§ What the task asks: Print all of the data exactly as written.

§ Available data:
┏━━

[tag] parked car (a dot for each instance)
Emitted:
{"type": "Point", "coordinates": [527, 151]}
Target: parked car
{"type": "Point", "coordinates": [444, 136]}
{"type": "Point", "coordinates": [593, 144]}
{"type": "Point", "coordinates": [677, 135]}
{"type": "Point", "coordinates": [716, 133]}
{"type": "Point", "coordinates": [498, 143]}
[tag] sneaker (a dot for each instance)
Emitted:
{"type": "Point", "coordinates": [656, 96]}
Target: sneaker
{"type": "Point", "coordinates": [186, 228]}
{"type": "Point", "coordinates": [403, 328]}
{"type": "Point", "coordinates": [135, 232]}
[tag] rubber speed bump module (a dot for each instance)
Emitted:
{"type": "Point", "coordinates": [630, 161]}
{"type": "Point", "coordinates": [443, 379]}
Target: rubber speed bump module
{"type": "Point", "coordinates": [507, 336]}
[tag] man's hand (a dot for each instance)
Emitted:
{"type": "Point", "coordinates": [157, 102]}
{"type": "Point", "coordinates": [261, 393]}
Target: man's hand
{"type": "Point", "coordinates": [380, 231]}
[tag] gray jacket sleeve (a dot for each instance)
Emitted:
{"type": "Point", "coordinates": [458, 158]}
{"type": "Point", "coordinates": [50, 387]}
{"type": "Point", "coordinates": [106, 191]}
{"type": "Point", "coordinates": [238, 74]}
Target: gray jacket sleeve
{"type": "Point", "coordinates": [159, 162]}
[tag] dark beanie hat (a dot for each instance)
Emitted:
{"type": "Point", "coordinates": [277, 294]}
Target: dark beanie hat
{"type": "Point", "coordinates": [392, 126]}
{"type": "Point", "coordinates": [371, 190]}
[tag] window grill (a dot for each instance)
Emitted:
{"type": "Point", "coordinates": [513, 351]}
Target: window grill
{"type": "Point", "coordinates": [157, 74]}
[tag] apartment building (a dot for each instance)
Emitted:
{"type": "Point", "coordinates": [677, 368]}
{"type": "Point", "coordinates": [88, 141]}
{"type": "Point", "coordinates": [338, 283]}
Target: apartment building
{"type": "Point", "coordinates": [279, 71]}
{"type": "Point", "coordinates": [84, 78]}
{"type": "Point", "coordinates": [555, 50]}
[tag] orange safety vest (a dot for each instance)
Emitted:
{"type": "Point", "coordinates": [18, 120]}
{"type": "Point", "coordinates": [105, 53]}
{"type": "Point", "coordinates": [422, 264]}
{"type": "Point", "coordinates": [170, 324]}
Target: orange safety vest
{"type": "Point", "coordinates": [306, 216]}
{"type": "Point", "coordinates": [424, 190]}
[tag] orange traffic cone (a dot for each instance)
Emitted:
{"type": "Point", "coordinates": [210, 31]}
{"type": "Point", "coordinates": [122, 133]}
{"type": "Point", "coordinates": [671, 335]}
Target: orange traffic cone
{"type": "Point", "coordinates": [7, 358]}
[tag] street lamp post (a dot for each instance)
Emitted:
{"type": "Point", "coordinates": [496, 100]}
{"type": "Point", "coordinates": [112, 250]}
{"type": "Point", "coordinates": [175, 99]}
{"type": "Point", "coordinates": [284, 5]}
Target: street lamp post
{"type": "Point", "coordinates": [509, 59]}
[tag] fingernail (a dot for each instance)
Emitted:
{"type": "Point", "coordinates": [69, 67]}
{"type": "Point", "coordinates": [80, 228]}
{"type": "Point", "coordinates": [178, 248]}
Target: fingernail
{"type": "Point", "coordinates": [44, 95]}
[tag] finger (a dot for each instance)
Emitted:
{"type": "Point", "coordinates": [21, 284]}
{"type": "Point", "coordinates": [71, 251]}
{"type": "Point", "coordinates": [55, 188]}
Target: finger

┗━━

§ Response to this task:
[tag] parked car (a dot for each instance)
Emitted:
{"type": "Point", "coordinates": [527, 151]}
Target: parked car
{"type": "Point", "coordinates": [444, 136]}
{"type": "Point", "coordinates": [593, 144]}
{"type": "Point", "coordinates": [677, 135]}
{"type": "Point", "coordinates": [716, 133]}
{"type": "Point", "coordinates": [498, 143]}
[tag] sneaker (a dot for each instance)
Emitted:
{"type": "Point", "coordinates": [656, 96]}
Target: sneaker
{"type": "Point", "coordinates": [186, 228]}
{"type": "Point", "coordinates": [403, 328]}
{"type": "Point", "coordinates": [135, 232]}
[tag] rubber speed bump module (a dot for each instance)
Emitted:
{"type": "Point", "coordinates": [630, 161]}
{"type": "Point", "coordinates": [443, 379]}
Target: rubber speed bump module
{"type": "Point", "coordinates": [507, 336]}
[tag] man's hand (a dot for each instance)
Emitted:
{"type": "Point", "coordinates": [157, 102]}
{"type": "Point", "coordinates": [261, 393]}
Target: man's hand
{"type": "Point", "coordinates": [380, 231]}
[tag] gray jacket sleeve (a dot for each instance)
Emitted:
{"type": "Point", "coordinates": [458, 158]}
{"type": "Point", "coordinates": [50, 387]}
{"type": "Point", "coordinates": [106, 191]}
{"type": "Point", "coordinates": [238, 74]}
Target: gray jacket sleeve
{"type": "Point", "coordinates": [159, 162]}
[tag] dark beanie hat (a dot for each instance)
Emitted:
{"type": "Point", "coordinates": [277, 294]}
Target: dark beanie hat
{"type": "Point", "coordinates": [392, 126]}
{"type": "Point", "coordinates": [371, 190]}
[tag] window grill (a dot for each instance)
Emitted:
{"type": "Point", "coordinates": [513, 351]}
Target: window grill
{"type": "Point", "coordinates": [157, 74]}
[tag] apartment building (a dot for each instance)
Emitted:
{"type": "Point", "coordinates": [677, 368]}
{"type": "Point", "coordinates": [88, 141]}
{"type": "Point", "coordinates": [338, 283]}
Target: apartment building
{"type": "Point", "coordinates": [279, 71]}
{"type": "Point", "coordinates": [84, 78]}
{"type": "Point", "coordinates": [555, 50]}
[tag] orange safety vest (a dot for each instance)
Emitted:
{"type": "Point", "coordinates": [18, 120]}
{"type": "Point", "coordinates": [105, 53]}
{"type": "Point", "coordinates": [422, 264]}
{"type": "Point", "coordinates": [170, 324]}
Target: orange safety vest
{"type": "Point", "coordinates": [306, 216]}
{"type": "Point", "coordinates": [424, 190]}
[tag] orange traffic cone (a dot for each instance)
Emitted:
{"type": "Point", "coordinates": [210, 31]}
{"type": "Point", "coordinates": [122, 133]}
{"type": "Point", "coordinates": [671, 335]}
Target: orange traffic cone
{"type": "Point", "coordinates": [7, 358]}
[tag] street lamp post (a dot for each instance)
Emitted:
{"type": "Point", "coordinates": [496, 100]}
{"type": "Point", "coordinates": [112, 250]}
{"type": "Point", "coordinates": [175, 99]}
{"type": "Point", "coordinates": [284, 5]}
Target: street lamp post
{"type": "Point", "coordinates": [509, 59]}
[tag] fingernail (a dot for each instance)
Emitted:
{"type": "Point", "coordinates": [69, 67]}
{"type": "Point", "coordinates": [80, 228]}
{"type": "Point", "coordinates": [178, 248]}
Target: fingernail
{"type": "Point", "coordinates": [44, 95]}
[tag] finger (a dot for each instance)
Emitted:
{"type": "Point", "coordinates": [21, 284]}
{"type": "Point", "coordinates": [71, 251]}
{"type": "Point", "coordinates": [55, 188]}
Target: finger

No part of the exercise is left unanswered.